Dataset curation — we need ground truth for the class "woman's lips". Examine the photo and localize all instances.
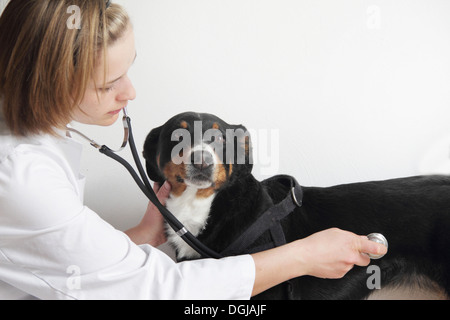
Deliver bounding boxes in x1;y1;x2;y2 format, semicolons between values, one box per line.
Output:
108;108;123;116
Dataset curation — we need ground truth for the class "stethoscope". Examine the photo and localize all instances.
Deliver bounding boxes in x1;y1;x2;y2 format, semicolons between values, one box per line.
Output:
66;108;222;259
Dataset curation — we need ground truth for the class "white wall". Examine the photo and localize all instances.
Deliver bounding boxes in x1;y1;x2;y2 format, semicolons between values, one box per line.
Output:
1;0;450;229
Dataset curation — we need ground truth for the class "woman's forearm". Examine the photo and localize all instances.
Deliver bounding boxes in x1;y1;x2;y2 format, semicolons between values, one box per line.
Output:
252;244;305;296
252;228;387;296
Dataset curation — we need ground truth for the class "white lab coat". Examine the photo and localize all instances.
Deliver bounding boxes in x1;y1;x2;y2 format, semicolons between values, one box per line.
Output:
0;117;255;300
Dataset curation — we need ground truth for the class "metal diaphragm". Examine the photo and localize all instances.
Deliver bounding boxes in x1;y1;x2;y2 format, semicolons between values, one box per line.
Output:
367;233;389;260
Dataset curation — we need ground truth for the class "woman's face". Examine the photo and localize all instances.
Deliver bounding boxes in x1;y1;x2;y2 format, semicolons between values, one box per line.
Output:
73;27;136;126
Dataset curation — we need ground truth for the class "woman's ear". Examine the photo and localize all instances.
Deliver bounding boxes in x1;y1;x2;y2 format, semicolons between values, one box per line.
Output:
143;126;166;184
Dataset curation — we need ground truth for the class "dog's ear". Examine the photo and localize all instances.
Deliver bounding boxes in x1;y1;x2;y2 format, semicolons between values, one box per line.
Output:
143;126;166;184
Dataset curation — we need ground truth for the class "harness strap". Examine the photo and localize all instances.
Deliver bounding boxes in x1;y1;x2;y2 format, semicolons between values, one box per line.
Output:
221;176;303;256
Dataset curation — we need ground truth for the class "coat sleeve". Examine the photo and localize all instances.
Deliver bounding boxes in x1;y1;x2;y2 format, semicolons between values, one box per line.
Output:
0;146;255;300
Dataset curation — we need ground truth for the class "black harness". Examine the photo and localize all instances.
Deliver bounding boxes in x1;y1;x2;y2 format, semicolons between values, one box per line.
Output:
221;175;303;300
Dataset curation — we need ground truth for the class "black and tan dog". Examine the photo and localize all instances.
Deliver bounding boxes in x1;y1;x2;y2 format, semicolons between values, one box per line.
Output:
144;112;450;299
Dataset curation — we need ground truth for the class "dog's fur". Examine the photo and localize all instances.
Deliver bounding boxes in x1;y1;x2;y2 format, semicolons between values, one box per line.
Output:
144;112;450;299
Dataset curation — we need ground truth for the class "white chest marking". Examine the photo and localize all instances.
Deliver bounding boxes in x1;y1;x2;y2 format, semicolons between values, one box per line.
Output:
166;186;215;258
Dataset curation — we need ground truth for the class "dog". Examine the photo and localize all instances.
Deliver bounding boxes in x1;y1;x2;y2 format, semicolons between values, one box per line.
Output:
143;112;450;300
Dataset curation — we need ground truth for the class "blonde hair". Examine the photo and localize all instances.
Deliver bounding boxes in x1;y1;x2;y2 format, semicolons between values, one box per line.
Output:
0;0;130;136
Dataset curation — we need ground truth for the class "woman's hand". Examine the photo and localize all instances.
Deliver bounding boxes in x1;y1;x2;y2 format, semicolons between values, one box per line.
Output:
126;182;171;247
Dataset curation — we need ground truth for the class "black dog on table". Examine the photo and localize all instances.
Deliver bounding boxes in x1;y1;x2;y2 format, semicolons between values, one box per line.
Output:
144;112;450;299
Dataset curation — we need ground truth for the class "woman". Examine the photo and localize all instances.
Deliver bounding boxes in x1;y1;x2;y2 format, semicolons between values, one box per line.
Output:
0;0;386;299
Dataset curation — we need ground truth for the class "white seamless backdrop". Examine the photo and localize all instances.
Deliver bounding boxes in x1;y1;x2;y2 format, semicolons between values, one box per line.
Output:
0;0;450;230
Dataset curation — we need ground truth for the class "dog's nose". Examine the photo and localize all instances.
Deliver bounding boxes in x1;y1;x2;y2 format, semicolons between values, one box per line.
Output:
191;150;214;170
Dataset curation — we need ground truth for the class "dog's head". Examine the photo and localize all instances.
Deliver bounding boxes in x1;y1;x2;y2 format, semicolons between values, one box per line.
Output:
144;112;253;196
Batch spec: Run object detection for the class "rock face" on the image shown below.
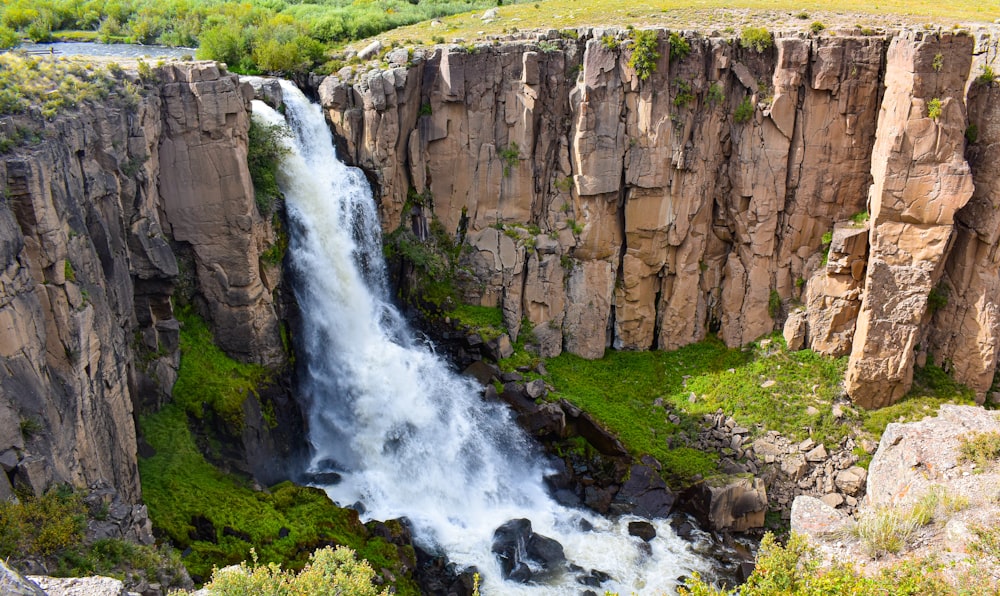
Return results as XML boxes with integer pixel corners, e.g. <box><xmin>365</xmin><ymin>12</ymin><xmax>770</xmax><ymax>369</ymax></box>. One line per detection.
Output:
<box><xmin>0</xmin><ymin>63</ymin><xmax>292</xmax><ymax>504</ymax></box>
<box><xmin>318</xmin><ymin>29</ymin><xmax>1000</xmax><ymax>407</ymax></box>
<box><xmin>847</xmin><ymin>32</ymin><xmax>973</xmax><ymax>408</ymax></box>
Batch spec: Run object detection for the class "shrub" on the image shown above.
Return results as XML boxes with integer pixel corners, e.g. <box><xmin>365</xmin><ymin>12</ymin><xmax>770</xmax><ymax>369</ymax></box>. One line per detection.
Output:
<box><xmin>927</xmin><ymin>97</ymin><xmax>941</xmax><ymax>120</ymax></box>
<box><xmin>669</xmin><ymin>31</ymin><xmax>691</xmax><ymax>62</ymax></box>
<box><xmin>205</xmin><ymin>546</ymin><xmax>389</xmax><ymax>596</ymax></box>
<box><xmin>497</xmin><ymin>141</ymin><xmax>521</xmax><ymax>176</ymax></box>
<box><xmin>628</xmin><ymin>29</ymin><xmax>660</xmax><ymax>81</ymax></box>
<box><xmin>674</xmin><ymin>79</ymin><xmax>694</xmax><ymax>108</ymax></box>
<box><xmin>965</xmin><ymin>124</ymin><xmax>979</xmax><ymax>145</ymax></box>
<box><xmin>976</xmin><ymin>64</ymin><xmax>997</xmax><ymax>85</ymax></box>
<box><xmin>680</xmin><ymin>533</ymin><xmax>956</xmax><ymax>596</ymax></box>
<box><xmin>247</xmin><ymin>119</ymin><xmax>291</xmax><ymax>216</ymax></box>
<box><xmin>853</xmin><ymin>507</ymin><xmax>924</xmax><ymax>557</ymax></box>
<box><xmin>601</xmin><ymin>33</ymin><xmax>621</xmax><ymax>51</ymax></box>
<box><xmin>0</xmin><ymin>487</ymin><xmax>87</xmax><ymax>558</ymax></box>
<box><xmin>708</xmin><ymin>82</ymin><xmax>726</xmax><ymax>103</ymax></box>
<box><xmin>0</xmin><ymin>26</ymin><xmax>21</xmax><ymax>50</ymax></box>
<box><xmin>740</xmin><ymin>27</ymin><xmax>774</xmax><ymax>54</ymax></box>
<box><xmin>733</xmin><ymin>95</ymin><xmax>754</xmax><ymax>124</ymax></box>
<box><xmin>958</xmin><ymin>432</ymin><xmax>1000</xmax><ymax>468</ymax></box>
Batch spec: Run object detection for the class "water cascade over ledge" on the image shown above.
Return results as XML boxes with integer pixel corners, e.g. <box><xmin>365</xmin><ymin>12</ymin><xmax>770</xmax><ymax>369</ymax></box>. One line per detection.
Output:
<box><xmin>253</xmin><ymin>81</ymin><xmax>710</xmax><ymax>595</ymax></box>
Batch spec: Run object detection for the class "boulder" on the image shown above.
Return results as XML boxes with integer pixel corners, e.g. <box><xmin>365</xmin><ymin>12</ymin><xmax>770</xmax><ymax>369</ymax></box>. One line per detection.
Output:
<box><xmin>614</xmin><ymin>464</ymin><xmax>675</xmax><ymax>519</ymax></box>
<box><xmin>834</xmin><ymin>466</ymin><xmax>868</xmax><ymax>497</ymax></box>
<box><xmin>866</xmin><ymin>404</ymin><xmax>1000</xmax><ymax>507</ymax></box>
<box><xmin>492</xmin><ymin>518</ymin><xmax>566</xmax><ymax>583</ymax></box>
<box><xmin>517</xmin><ymin>403</ymin><xmax>566</xmax><ymax>438</ymax></box>
<box><xmin>628</xmin><ymin>521</ymin><xmax>656</xmax><ymax>542</ymax></box>
<box><xmin>681</xmin><ymin>474</ymin><xmax>767</xmax><ymax>532</ymax></box>
<box><xmin>792</xmin><ymin>495</ymin><xmax>854</xmax><ymax>539</ymax></box>
<box><xmin>29</xmin><ymin>575</ymin><xmax>128</xmax><ymax>596</ymax></box>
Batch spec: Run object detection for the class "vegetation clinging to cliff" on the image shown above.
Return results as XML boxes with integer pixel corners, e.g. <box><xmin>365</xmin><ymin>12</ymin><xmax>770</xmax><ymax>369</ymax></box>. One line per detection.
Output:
<box><xmin>680</xmin><ymin>533</ymin><xmax>991</xmax><ymax>596</ymax></box>
<box><xmin>173</xmin><ymin>308</ymin><xmax>267</xmax><ymax>429</ymax></box>
<box><xmin>628</xmin><ymin>29</ymin><xmax>660</xmax><ymax>81</ymax></box>
<box><xmin>247</xmin><ymin>118</ymin><xmax>291</xmax><ymax>217</ymax></box>
<box><xmin>205</xmin><ymin>546</ymin><xmax>389</xmax><ymax>596</ymax></box>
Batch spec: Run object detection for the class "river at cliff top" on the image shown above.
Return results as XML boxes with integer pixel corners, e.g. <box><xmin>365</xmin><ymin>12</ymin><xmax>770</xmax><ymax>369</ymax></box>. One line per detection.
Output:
<box><xmin>15</xmin><ymin>41</ymin><xmax>195</xmax><ymax>60</ymax></box>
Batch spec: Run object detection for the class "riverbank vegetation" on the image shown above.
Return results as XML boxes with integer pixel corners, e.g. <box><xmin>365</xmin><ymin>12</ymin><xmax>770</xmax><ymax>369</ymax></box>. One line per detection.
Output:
<box><xmin>0</xmin><ymin>53</ymin><xmax>140</xmax><ymax>118</ymax></box>
<box><xmin>0</xmin><ymin>0</ymin><xmax>532</xmax><ymax>74</ymax></box>
<box><xmin>0</xmin><ymin>485</ymin><xmax>189</xmax><ymax>586</ymax></box>
<box><xmin>545</xmin><ymin>336</ymin><xmax>974</xmax><ymax>486</ymax></box>
<box><xmin>139</xmin><ymin>308</ymin><xmax>419</xmax><ymax>594</ymax></box>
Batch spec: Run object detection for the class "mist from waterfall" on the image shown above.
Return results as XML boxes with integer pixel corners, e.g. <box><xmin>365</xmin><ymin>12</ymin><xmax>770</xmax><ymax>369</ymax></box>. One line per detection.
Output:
<box><xmin>253</xmin><ymin>81</ymin><xmax>709</xmax><ymax>595</ymax></box>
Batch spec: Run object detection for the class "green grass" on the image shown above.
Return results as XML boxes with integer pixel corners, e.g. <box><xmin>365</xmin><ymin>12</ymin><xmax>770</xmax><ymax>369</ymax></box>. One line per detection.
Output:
<box><xmin>862</xmin><ymin>365</ymin><xmax>975</xmax><ymax>440</ymax></box>
<box><xmin>546</xmin><ymin>338</ymin><xmax>847</xmax><ymax>483</ymax></box>
<box><xmin>447</xmin><ymin>304</ymin><xmax>507</xmax><ymax>341</ymax></box>
<box><xmin>0</xmin><ymin>53</ymin><xmax>139</xmax><ymax>118</ymax></box>
<box><xmin>173</xmin><ymin>308</ymin><xmax>267</xmax><ymax>429</ymax></box>
<box><xmin>0</xmin><ymin>485</ymin><xmax>187</xmax><ymax>585</ymax></box>
<box><xmin>372</xmin><ymin>0</ymin><xmax>1000</xmax><ymax>46</ymax></box>
<box><xmin>540</xmin><ymin>338</ymin><xmax>974</xmax><ymax>486</ymax></box>
<box><xmin>139</xmin><ymin>402</ymin><xmax>419</xmax><ymax>594</ymax></box>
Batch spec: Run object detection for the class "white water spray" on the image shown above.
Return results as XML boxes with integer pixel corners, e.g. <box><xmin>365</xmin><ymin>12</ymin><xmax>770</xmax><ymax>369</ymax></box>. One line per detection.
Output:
<box><xmin>253</xmin><ymin>81</ymin><xmax>709</xmax><ymax>595</ymax></box>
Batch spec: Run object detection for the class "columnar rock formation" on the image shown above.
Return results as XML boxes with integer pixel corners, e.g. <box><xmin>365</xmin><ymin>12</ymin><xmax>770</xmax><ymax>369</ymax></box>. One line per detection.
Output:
<box><xmin>847</xmin><ymin>32</ymin><xmax>973</xmax><ymax>408</ymax></box>
<box><xmin>0</xmin><ymin>63</ymin><xmax>283</xmax><ymax>502</ymax></box>
<box><xmin>318</xmin><ymin>29</ymin><xmax>1000</xmax><ymax>406</ymax></box>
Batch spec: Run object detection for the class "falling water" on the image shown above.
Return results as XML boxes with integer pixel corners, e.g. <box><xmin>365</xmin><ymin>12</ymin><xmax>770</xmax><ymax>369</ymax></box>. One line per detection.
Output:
<box><xmin>253</xmin><ymin>82</ymin><xmax>708</xmax><ymax>595</ymax></box>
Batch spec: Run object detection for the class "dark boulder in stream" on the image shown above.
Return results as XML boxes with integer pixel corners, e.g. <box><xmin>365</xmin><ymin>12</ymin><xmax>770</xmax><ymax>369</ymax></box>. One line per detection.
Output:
<box><xmin>493</xmin><ymin>519</ymin><xmax>566</xmax><ymax>583</ymax></box>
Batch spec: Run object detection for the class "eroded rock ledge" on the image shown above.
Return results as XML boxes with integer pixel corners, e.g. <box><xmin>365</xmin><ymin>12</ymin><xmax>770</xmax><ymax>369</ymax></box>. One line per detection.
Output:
<box><xmin>315</xmin><ymin>29</ymin><xmax>1000</xmax><ymax>407</ymax></box>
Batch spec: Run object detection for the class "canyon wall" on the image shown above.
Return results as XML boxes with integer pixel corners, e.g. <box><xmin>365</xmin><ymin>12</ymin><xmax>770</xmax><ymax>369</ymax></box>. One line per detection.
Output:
<box><xmin>0</xmin><ymin>63</ymin><xmax>285</xmax><ymax>503</ymax></box>
<box><xmin>315</xmin><ymin>29</ymin><xmax>1000</xmax><ymax>407</ymax></box>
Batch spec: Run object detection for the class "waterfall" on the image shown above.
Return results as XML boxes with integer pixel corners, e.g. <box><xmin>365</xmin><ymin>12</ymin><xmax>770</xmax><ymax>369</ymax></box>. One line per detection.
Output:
<box><xmin>253</xmin><ymin>81</ymin><xmax>709</xmax><ymax>595</ymax></box>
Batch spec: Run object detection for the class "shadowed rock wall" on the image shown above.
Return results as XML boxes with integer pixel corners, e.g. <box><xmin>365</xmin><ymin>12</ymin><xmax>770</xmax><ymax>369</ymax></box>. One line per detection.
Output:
<box><xmin>0</xmin><ymin>63</ymin><xmax>285</xmax><ymax>502</ymax></box>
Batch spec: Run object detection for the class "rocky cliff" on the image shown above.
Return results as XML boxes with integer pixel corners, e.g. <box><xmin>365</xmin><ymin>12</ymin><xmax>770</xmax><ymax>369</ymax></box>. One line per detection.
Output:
<box><xmin>0</xmin><ymin>63</ymin><xmax>285</xmax><ymax>503</ymax></box>
<box><xmin>316</xmin><ymin>29</ymin><xmax>1000</xmax><ymax>407</ymax></box>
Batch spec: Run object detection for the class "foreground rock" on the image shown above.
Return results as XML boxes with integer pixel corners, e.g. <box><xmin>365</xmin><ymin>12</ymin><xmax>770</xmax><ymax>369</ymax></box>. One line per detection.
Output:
<box><xmin>30</xmin><ymin>575</ymin><xmax>128</xmax><ymax>596</ymax></box>
<box><xmin>792</xmin><ymin>404</ymin><xmax>1000</xmax><ymax>593</ymax></box>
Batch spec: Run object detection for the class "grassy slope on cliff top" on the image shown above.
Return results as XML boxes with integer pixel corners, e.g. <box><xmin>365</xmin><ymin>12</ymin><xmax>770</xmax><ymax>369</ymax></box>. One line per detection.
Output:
<box><xmin>370</xmin><ymin>0</ymin><xmax>1000</xmax><ymax>42</ymax></box>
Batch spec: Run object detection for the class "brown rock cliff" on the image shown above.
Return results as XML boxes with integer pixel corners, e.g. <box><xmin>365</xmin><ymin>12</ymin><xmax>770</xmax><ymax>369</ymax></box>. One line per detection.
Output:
<box><xmin>317</xmin><ymin>29</ymin><xmax>1000</xmax><ymax>406</ymax></box>
<box><xmin>0</xmin><ymin>63</ymin><xmax>284</xmax><ymax>502</ymax></box>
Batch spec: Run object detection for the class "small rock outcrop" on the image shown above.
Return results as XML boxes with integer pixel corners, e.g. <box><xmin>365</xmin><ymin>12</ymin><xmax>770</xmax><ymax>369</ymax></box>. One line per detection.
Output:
<box><xmin>681</xmin><ymin>475</ymin><xmax>767</xmax><ymax>532</ymax></box>
<box><xmin>791</xmin><ymin>404</ymin><xmax>1000</xmax><ymax>593</ymax></box>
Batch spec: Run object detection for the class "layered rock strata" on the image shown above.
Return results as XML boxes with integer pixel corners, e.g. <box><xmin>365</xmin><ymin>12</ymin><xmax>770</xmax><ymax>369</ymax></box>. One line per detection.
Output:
<box><xmin>0</xmin><ymin>63</ymin><xmax>284</xmax><ymax>503</ymax></box>
<box><xmin>316</xmin><ymin>29</ymin><xmax>998</xmax><ymax>406</ymax></box>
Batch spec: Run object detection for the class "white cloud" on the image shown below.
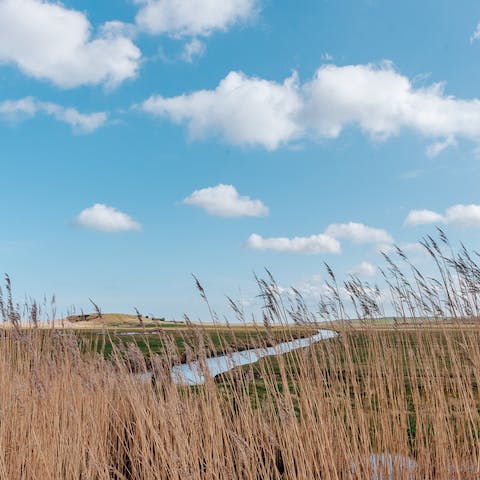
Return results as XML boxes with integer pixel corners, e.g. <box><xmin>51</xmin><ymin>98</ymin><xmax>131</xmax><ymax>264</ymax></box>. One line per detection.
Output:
<box><xmin>425</xmin><ymin>136</ymin><xmax>457</xmax><ymax>158</ymax></box>
<box><xmin>182</xmin><ymin>38</ymin><xmax>206</xmax><ymax>63</ymax></box>
<box><xmin>246</xmin><ymin>233</ymin><xmax>341</xmax><ymax>254</ymax></box>
<box><xmin>183</xmin><ymin>184</ymin><xmax>268</xmax><ymax>217</ymax></box>
<box><xmin>404</xmin><ymin>210</ymin><xmax>444</xmax><ymax>227</ymax></box>
<box><xmin>325</xmin><ymin>222</ymin><xmax>393</xmax><ymax>243</ymax></box>
<box><xmin>445</xmin><ymin>205</ymin><xmax>480</xmax><ymax>227</ymax></box>
<box><xmin>76</xmin><ymin>203</ymin><xmax>141</xmax><ymax>233</ymax></box>
<box><xmin>0</xmin><ymin>0</ymin><xmax>141</xmax><ymax>88</ymax></box>
<box><xmin>142</xmin><ymin>72</ymin><xmax>301</xmax><ymax>150</ymax></box>
<box><xmin>348</xmin><ymin>262</ymin><xmax>377</xmax><ymax>277</ymax></box>
<box><xmin>136</xmin><ymin>0</ymin><xmax>257</xmax><ymax>37</ymax></box>
<box><xmin>0</xmin><ymin>97</ymin><xmax>107</xmax><ymax>133</ymax></box>
<box><xmin>405</xmin><ymin>204</ymin><xmax>480</xmax><ymax>227</ymax></box>
<box><xmin>143</xmin><ymin>62</ymin><xmax>480</xmax><ymax>149</ymax></box>
<box><xmin>470</xmin><ymin>23</ymin><xmax>480</xmax><ymax>42</ymax></box>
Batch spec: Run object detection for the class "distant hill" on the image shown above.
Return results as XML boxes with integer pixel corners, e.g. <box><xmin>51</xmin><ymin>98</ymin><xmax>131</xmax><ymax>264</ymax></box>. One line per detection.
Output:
<box><xmin>62</xmin><ymin>313</ymin><xmax>171</xmax><ymax>328</ymax></box>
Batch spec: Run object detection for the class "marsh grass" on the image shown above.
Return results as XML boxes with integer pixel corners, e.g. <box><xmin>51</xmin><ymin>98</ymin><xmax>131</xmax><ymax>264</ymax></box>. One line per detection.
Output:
<box><xmin>0</xmin><ymin>232</ymin><xmax>480</xmax><ymax>480</ymax></box>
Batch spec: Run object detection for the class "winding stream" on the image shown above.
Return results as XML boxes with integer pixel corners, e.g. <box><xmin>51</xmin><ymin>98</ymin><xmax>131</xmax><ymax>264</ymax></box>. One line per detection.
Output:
<box><xmin>168</xmin><ymin>330</ymin><xmax>338</xmax><ymax>386</ymax></box>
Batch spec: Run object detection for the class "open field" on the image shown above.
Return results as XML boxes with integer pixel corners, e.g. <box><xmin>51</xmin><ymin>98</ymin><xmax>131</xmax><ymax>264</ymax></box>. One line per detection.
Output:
<box><xmin>0</xmin><ymin>329</ymin><xmax>480</xmax><ymax>479</ymax></box>
<box><xmin>0</xmin><ymin>235</ymin><xmax>480</xmax><ymax>480</ymax></box>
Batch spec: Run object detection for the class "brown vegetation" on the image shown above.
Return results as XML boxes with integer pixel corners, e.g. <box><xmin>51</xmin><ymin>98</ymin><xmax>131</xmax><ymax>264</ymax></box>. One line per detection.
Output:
<box><xmin>0</xmin><ymin>231</ymin><xmax>480</xmax><ymax>480</ymax></box>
═══
WHAT TO PRODUCE »
Give the records above, from the very first line through the line containing "252;228;387;296", as a JSON list of strings with one string for each line. Skip any blank lines and leave the picture out.

ANSWER FOR THE TASK »
[
  "Dataset curation — we need ground truth for the class \"woman's lips\". Examine the photo and localize all instances.",
  "Deliver bounding boxes in x1;y1;x2;y2 format, semicolons between values, one box per line.",
  "Output:",
  "108;108;123;116",
  "Dataset curation — we need ground truth for the class \"stethoscope\". Examine the photo and localize all instances.",
  "Deliver bounding boxes in x1;y1;x2;y2 format, semicolons between values, one box per line.",
  "Output:",
  "66;108;222;259",
  "Dataset curation — we need ground truth for the class \"white wall\". Examine the photo and localize all instances.",
  "Deliver bounding boxes in x1;y1;x2;y2 format, semicolons between values, one box per line.",
  "Output:",
  "1;0;450;229",
  "Dataset curation — we need ground truth for the class \"woman's forearm\". Examine the photo and localize all instances.",
  "Deliver bounding boxes in x1;y1;x2;y2 format, semicolons between values, one box per line.",
  "Output:",
  "252;244;305;296",
  "252;228;387;296"
]